▸ EXTRAIT
Inzamba, Humura et la TeleRenaissance, les petites fenêtres sur le Burundi, produisent des journaux et des émissions qui sont également partagés sur les réseaux sociaux et/ou dans les groupes whatsapp.
Ce qui permet à tout burundais même celui de l’intérieur du pays de pouvoir suivre les informations que la radio nationale (devenue l’instrument de propagande du parti au pouvoir) ne peux pas donner.
Dans un Burundi où la tradition orale occupe toujours une place de choix, la radio occupe une place prépondérante dans la société. Après la destruction des medias classiques, c’est maintenant le smartphone qui a révolutionné la consommation de l’information via les réseaux sociaux (facebook, twitter, snapchat, Instagram…) et des applications telles que whatsapp, viber, telegram…
Alors que l’utilisation de l’internet était de 1,8% des Burundais en 2013 (selon l’enquête sur les conditions de vie et de ménages de 2013 -ECVMB), l’enquête démographique et de santé /EDS III 2016–2017 menée par l’ISTEEBU (Institut de Statistiques et d’Études Économiques du Burundi) montre que le pourcentage est de 9,1.
Parmi les 9,1% usagers de l’internet, 4,5% l’utilise de manière régulière, 2,2 % au moins une fois par semaine, tandis que 2,4% l’utilise moins d’une fois par semaine.
Selon la même enquête au Burundi, 47 % de ménages possèdent un téléphone portable (enquête démographique et de santé /EDS III 2016–2017).
Il faudra aussi souligner la part de SOS media Burundi, un media social qui publie les informations en continue sur tout le territoire, totalisant plus de 49 mille followers sur facebook et plus de 33 mille sur twitter.
De la Réouverture des médias et de la nouvelle loi sur la presse…
Si certaines radios ont pu rouvrir (Rema FM et Isanganiro) après leur destruction, aujourd’hui la liberté d’expression et de presse est bannie. Même émettre une opinion contraire de celle des autorités est vue comme une opposition. Pour ces deux médias ci-haut cités, il a fallu souscrire à un acte d’engagement préconçu par le CNC.

▸ CONSIGNES DE TRAVAIL
Recopiez à l'identique le passage de l'extrait sur les médias au Burundi, de « De la Réouverture » à « par le CNC. ». Les items proviennent d'une source distincte de cet extrait.

▸ DONNÉES D'ENTRÉE
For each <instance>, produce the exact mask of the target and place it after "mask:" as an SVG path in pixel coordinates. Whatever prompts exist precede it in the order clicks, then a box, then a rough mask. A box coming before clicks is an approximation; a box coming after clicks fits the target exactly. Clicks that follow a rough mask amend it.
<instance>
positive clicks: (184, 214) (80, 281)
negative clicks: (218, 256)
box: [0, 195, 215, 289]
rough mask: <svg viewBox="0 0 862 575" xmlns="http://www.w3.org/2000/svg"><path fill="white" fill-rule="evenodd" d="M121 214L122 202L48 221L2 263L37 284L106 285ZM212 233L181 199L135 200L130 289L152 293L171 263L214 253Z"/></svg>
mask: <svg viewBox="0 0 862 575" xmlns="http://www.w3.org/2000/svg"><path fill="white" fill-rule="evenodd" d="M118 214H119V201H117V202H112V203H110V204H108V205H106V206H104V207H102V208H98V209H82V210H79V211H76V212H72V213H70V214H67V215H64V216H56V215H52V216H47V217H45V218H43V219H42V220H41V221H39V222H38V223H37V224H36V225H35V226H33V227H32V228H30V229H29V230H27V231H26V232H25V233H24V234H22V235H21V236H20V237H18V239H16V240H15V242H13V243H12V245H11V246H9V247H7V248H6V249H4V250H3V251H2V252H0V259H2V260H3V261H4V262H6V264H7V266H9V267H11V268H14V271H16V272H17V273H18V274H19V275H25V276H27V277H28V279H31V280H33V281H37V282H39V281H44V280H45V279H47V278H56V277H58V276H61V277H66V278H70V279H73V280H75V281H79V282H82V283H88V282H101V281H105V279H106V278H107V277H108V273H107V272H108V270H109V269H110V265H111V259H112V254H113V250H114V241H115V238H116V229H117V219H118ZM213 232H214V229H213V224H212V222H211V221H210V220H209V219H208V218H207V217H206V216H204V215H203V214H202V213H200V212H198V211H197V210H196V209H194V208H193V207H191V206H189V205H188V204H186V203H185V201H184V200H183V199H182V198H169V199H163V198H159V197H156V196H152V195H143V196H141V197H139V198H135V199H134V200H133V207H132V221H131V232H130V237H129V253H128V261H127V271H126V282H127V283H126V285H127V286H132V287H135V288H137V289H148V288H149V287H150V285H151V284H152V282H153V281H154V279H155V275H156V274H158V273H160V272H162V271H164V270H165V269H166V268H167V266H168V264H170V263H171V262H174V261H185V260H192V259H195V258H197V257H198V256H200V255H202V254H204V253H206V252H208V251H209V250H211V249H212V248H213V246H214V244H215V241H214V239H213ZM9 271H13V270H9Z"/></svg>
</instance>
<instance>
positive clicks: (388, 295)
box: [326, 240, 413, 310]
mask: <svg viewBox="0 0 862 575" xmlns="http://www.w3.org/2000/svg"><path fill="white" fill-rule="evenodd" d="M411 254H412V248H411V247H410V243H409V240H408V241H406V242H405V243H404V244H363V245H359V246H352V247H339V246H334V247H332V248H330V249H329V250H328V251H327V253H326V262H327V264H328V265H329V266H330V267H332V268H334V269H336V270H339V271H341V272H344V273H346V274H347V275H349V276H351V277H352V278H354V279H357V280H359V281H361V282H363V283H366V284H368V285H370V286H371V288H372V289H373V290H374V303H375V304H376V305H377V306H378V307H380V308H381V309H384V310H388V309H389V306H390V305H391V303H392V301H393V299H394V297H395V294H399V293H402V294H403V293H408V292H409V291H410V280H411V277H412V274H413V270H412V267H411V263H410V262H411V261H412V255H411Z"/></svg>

▸ SOLUTION DU PROBLÈME
De la Réouverture des médias et de la nouvelle loi sur la presse…
Si certaines radios ont pu rouvrir (Rema FM et Isanganiro) après leur destruction, aujourd’hui la liberté d’expression et de presse est bannie. Même émettre une opinion contraire de celle des autorités est vue comme une opposition. Pour ces deux médias ci-haut cités, il a fallu souscrire à un acte d’engagement préconçu par le CNC.